▶

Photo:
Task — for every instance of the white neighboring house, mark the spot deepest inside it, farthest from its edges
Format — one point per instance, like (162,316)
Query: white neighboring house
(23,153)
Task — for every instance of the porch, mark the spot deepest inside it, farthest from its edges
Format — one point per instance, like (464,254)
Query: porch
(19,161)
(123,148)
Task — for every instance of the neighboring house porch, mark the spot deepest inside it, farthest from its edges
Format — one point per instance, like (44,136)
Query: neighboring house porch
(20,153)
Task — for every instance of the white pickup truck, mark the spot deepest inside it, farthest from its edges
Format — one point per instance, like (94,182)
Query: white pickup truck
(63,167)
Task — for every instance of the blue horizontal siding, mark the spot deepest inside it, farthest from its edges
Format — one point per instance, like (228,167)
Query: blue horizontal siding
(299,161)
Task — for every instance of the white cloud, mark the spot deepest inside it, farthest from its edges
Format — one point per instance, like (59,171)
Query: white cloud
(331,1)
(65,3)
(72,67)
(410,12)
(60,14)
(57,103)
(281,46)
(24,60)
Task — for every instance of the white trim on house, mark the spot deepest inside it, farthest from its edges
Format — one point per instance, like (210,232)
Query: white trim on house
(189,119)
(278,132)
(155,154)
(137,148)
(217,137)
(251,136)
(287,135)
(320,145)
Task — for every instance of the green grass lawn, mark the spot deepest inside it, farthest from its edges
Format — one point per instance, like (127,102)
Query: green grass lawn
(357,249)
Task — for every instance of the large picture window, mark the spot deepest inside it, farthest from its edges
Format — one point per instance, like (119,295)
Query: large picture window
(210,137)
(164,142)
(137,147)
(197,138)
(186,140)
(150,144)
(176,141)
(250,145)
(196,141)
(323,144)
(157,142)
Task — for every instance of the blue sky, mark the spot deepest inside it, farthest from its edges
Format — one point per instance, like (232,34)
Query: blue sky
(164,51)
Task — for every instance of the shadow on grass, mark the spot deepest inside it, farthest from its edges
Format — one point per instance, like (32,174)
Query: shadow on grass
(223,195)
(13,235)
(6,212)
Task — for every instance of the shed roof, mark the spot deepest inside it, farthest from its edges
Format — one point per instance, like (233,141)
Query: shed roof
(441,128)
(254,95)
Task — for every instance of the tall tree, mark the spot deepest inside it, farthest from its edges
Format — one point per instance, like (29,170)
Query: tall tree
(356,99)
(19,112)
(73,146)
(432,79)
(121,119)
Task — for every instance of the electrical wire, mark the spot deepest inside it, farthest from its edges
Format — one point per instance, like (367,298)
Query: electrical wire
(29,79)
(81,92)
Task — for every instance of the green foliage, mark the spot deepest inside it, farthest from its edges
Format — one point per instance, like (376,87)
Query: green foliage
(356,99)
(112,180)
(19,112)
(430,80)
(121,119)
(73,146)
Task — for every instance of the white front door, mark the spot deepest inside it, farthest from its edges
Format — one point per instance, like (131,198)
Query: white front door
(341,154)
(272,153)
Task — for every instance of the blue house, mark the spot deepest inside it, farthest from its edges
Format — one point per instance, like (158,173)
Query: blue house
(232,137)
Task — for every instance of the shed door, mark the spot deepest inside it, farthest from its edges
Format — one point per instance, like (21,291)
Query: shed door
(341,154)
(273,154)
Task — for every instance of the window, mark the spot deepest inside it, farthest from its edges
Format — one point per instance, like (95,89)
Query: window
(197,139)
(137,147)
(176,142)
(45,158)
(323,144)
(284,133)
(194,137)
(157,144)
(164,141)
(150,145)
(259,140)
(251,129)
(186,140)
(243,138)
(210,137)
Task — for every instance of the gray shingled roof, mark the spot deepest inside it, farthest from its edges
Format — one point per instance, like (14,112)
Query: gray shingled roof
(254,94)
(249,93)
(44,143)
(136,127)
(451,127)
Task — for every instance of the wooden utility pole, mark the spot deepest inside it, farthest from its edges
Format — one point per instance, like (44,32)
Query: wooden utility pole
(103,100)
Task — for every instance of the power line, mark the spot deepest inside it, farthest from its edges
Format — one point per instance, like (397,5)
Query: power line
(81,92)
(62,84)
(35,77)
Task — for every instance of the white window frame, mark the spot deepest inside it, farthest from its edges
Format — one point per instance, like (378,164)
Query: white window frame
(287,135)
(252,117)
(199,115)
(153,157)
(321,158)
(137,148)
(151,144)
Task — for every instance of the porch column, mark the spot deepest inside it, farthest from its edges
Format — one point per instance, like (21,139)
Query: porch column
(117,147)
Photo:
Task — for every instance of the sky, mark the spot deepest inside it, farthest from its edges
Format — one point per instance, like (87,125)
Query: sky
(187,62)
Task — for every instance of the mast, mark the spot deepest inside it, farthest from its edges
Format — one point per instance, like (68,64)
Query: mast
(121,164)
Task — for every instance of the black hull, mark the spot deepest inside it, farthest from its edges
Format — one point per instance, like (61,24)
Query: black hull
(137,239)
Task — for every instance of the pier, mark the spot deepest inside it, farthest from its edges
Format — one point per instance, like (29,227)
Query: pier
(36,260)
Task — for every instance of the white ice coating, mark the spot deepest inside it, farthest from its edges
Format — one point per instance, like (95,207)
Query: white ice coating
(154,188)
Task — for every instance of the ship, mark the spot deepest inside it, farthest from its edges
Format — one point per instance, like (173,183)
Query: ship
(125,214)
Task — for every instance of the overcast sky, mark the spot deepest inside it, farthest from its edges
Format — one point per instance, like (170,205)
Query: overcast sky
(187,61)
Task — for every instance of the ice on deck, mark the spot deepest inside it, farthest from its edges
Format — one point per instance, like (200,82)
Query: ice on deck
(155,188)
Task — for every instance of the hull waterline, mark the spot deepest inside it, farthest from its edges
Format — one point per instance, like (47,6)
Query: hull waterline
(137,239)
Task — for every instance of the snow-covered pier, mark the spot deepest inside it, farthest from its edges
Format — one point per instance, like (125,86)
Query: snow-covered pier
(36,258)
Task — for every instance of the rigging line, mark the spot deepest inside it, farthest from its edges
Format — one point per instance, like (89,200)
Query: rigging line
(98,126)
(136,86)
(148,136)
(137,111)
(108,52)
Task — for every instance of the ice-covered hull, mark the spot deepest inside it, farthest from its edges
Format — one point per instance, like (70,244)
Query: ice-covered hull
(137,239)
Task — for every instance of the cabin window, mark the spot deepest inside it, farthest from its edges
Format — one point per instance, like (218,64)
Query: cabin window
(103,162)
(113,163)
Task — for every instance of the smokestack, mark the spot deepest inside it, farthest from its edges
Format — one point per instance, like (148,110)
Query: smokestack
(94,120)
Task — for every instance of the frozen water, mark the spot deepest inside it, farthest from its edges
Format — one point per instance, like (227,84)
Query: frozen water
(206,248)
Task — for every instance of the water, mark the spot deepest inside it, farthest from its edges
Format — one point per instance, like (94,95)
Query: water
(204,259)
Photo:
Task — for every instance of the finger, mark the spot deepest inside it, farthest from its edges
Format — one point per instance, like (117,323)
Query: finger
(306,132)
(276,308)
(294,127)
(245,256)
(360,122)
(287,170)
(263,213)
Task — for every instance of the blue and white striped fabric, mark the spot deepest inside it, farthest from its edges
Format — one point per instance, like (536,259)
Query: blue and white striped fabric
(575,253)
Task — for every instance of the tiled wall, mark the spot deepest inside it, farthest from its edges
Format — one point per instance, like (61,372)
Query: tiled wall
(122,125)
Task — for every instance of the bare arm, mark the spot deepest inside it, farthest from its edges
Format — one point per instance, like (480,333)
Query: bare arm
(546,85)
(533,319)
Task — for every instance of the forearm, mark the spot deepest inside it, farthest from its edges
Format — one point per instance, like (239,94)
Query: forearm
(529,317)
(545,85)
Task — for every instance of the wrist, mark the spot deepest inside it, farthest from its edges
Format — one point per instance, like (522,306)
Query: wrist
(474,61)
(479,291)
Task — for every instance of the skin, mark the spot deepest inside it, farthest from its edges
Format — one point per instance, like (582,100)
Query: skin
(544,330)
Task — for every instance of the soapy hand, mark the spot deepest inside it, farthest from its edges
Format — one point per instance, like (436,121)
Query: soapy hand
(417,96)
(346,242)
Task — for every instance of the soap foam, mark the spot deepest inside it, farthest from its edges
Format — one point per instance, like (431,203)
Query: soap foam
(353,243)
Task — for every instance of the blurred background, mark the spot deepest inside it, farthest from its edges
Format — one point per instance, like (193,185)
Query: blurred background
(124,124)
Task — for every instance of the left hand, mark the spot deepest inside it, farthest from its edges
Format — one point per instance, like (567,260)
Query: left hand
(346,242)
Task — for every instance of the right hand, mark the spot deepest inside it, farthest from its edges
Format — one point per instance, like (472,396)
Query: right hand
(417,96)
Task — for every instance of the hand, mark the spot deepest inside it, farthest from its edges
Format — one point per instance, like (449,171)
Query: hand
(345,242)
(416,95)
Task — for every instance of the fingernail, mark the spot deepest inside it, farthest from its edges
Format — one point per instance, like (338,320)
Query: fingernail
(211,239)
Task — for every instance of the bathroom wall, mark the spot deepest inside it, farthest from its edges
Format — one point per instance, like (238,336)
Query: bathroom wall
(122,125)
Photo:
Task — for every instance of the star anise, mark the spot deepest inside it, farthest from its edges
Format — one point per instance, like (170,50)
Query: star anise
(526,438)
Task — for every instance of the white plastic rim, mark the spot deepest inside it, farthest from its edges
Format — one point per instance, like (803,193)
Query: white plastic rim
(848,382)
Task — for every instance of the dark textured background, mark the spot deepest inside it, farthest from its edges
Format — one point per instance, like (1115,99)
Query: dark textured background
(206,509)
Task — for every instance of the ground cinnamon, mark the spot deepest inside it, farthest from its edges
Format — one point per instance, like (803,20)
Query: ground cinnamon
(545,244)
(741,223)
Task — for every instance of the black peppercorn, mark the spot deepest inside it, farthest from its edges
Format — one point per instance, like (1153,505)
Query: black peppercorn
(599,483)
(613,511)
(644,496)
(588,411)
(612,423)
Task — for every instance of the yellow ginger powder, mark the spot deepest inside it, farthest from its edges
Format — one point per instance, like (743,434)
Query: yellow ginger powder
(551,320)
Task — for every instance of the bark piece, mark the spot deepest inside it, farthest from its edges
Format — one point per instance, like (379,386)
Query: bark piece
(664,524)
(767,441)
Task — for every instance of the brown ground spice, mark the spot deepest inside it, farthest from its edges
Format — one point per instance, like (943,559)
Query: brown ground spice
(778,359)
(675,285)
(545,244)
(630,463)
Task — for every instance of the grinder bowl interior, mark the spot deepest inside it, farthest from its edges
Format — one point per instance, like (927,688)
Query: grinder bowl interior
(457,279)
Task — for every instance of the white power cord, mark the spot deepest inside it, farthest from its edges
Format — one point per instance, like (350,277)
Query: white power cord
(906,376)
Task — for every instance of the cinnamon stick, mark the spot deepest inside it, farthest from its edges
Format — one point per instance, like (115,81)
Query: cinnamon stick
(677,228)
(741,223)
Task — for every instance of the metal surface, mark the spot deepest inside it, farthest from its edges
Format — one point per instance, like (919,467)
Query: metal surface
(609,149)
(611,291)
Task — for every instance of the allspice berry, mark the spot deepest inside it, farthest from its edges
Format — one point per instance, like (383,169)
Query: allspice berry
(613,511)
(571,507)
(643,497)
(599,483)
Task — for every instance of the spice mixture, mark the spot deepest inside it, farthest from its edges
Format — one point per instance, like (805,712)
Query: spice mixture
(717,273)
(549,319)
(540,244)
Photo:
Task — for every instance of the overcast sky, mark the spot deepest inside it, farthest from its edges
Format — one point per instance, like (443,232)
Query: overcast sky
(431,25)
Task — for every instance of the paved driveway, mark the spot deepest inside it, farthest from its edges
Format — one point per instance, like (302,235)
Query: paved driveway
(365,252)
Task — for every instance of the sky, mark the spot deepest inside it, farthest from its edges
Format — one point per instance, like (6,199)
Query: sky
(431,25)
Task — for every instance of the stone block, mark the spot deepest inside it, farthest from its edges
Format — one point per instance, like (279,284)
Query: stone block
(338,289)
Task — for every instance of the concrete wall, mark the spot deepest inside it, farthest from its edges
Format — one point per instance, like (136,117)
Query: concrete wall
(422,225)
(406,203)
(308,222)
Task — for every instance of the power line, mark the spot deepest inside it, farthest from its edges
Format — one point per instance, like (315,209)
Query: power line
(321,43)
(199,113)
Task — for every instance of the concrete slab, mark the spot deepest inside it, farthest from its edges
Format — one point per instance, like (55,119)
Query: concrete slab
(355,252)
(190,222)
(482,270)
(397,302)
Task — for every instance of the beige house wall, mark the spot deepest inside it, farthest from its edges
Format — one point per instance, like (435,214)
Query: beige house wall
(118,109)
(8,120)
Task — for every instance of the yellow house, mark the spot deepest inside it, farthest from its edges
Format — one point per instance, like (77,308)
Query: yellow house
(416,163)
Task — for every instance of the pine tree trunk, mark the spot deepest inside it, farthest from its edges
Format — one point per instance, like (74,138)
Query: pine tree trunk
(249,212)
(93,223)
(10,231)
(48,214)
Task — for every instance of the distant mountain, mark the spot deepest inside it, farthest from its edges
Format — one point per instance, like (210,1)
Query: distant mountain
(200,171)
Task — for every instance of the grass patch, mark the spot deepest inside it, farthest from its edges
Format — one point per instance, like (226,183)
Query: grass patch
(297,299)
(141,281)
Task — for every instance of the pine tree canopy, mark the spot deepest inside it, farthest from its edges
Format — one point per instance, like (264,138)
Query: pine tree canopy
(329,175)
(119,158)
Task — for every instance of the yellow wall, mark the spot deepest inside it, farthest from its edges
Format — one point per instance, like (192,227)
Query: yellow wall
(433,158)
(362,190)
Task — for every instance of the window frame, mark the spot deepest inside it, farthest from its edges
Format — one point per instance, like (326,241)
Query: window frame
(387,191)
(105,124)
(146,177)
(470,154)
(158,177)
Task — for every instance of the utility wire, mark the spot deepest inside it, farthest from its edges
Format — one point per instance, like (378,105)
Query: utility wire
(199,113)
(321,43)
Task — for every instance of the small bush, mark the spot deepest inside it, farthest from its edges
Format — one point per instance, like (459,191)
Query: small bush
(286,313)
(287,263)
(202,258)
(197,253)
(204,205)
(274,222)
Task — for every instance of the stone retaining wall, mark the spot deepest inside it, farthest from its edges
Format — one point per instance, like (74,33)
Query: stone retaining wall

◀

> _Work item_: Using the records above, restate word for word the lines from the one with "Format — one point per instance, like (805,712)" through the one with "Task — for every instance of the pine tree trunk, mark", both included.

> _Response for this exercise_:
Format — one point per instance, like (805,712)
Query: spice mixture
(717,273)
(549,319)
(540,244)
Photo:
Task — for every instance of the overcast sky, mark the spot deepest inside it, farthest from its edges
Format — one point per instance, like (443,232)
Query: overcast sky
(431,25)
Task — for every instance of the paved driveway, mark the spot deepest inside it, farthest from its edges
Format — one point per instance, like (302,235)
Query: paved driveway
(365,252)
Task — for every instance of the sky, mark the spot deepest inside it, farthest from its edges
Format — one point per instance, like (6,199)
Query: sky
(431,25)
Task — for every instance of the stone block, mark the spot deepest inside it, farthest from its edges
Format — one point per instance, like (279,284)
Query: stone block
(338,289)
Task — for every instance of the concrete wall, mark the spot deepest inside it, farthest from its edges
Format — one point per instance, like (136,117)
Query: concrete wall
(422,225)
(406,203)
(308,222)
Task — for every instance of the power line, mark the spot deepest inside it, farthest from its edges
Format — one point per instance, like (315,209)
Query: power line
(321,43)
(199,113)
Task — for every instance of the concrete slab, mark the spot deepest inside it, farthest from its edges
Format — one point per instance, like (55,119)
Query: concrete slab
(355,252)
(190,222)
(482,270)
(397,302)
Task — for every instance of the beige house wall, mark the spot deepest inside it, farthest from its edges
Format — one point per instance, like (435,214)
Query: beige house wall
(118,109)
(8,120)
Task — for every instance of the yellow house, mark the spot deepest inside it, farthest from its edges
Format — one point per instance, like (77,308)
Query: yellow house
(416,163)
Task — for every instance of the pine tree trunk, mark the spot deepest inside it, farthest from its edges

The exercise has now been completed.